• Written problem
Reproduce the listing below word for word, omitting the pictures.

********

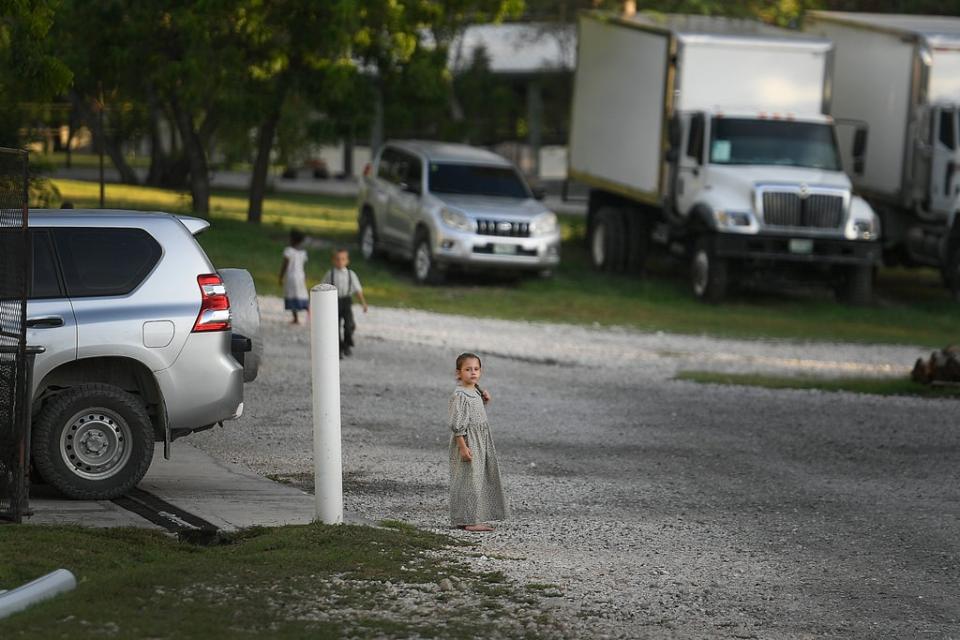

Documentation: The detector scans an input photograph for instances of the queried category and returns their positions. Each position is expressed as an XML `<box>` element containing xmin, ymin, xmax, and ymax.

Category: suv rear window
<box><xmin>30</xmin><ymin>231</ymin><xmax>63</xmax><ymax>299</ymax></box>
<box><xmin>53</xmin><ymin>228</ymin><xmax>161</xmax><ymax>298</ymax></box>
<box><xmin>430</xmin><ymin>162</ymin><xmax>530</xmax><ymax>198</ymax></box>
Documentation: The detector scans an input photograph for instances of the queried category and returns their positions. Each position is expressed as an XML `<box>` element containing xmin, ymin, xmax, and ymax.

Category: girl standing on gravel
<box><xmin>449</xmin><ymin>353</ymin><xmax>507</xmax><ymax>531</ymax></box>
<box><xmin>280</xmin><ymin>229</ymin><xmax>310</xmax><ymax>324</ymax></box>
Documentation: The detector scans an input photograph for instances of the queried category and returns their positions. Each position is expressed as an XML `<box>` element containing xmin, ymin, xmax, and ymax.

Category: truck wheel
<box><xmin>943</xmin><ymin>247</ymin><xmax>960</xmax><ymax>302</ymax></box>
<box><xmin>590</xmin><ymin>207</ymin><xmax>624</xmax><ymax>272</ymax></box>
<box><xmin>217</xmin><ymin>269</ymin><xmax>263</xmax><ymax>382</ymax></box>
<box><xmin>413</xmin><ymin>231</ymin><xmax>441</xmax><ymax>284</ymax></box>
<box><xmin>837</xmin><ymin>265</ymin><xmax>873</xmax><ymax>306</ymax></box>
<box><xmin>690</xmin><ymin>240</ymin><xmax>729</xmax><ymax>303</ymax></box>
<box><xmin>31</xmin><ymin>384</ymin><xmax>154</xmax><ymax>500</ymax></box>
<box><xmin>624</xmin><ymin>209</ymin><xmax>650</xmax><ymax>273</ymax></box>
<box><xmin>359</xmin><ymin>213</ymin><xmax>380</xmax><ymax>262</ymax></box>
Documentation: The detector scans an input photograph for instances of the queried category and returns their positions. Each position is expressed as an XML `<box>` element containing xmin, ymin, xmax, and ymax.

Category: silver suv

********

• Result below
Documentation: The detector scans an input photograph for instances of the queried category and returns their positions. Each position is expressed as an XML `<box>` element containing xmin, ymin, xmax, and ymax.

Category: suv rear window
<box><xmin>30</xmin><ymin>231</ymin><xmax>63</xmax><ymax>299</ymax></box>
<box><xmin>53</xmin><ymin>228</ymin><xmax>161</xmax><ymax>298</ymax></box>
<box><xmin>430</xmin><ymin>162</ymin><xmax>530</xmax><ymax>198</ymax></box>
Documentation: The detector scans an input photograph for instances of the queried category and returns their positions. Each position is expressed as an XML `<box>` element containing xmin, ymin, xmax, and ymax.

Category: girl standing on gravel
<box><xmin>449</xmin><ymin>353</ymin><xmax>507</xmax><ymax>531</ymax></box>
<box><xmin>280</xmin><ymin>229</ymin><xmax>310</xmax><ymax>324</ymax></box>
Documentation: The detector scans an input photograph for instances of the queried category and returns their positions. Each position is expressed as an XML `<box>` element containing xmin, ymin, xmax, and ymax.

Category: truck wheel
<box><xmin>943</xmin><ymin>247</ymin><xmax>960</xmax><ymax>302</ymax></box>
<box><xmin>590</xmin><ymin>207</ymin><xmax>624</xmax><ymax>272</ymax></box>
<box><xmin>217</xmin><ymin>269</ymin><xmax>263</xmax><ymax>382</ymax></box>
<box><xmin>413</xmin><ymin>231</ymin><xmax>441</xmax><ymax>284</ymax></box>
<box><xmin>837</xmin><ymin>265</ymin><xmax>873</xmax><ymax>306</ymax></box>
<box><xmin>690</xmin><ymin>240</ymin><xmax>729</xmax><ymax>303</ymax></box>
<box><xmin>31</xmin><ymin>384</ymin><xmax>154</xmax><ymax>500</ymax></box>
<box><xmin>624</xmin><ymin>209</ymin><xmax>650</xmax><ymax>273</ymax></box>
<box><xmin>359</xmin><ymin>213</ymin><xmax>380</xmax><ymax>262</ymax></box>
Documentation: The detector scans an input photograph for instances of the queried category and returns their positions. Each position is expressed as an XML `<box>` element containing xmin, ymin, xmax, and ymax.

Category: silver suv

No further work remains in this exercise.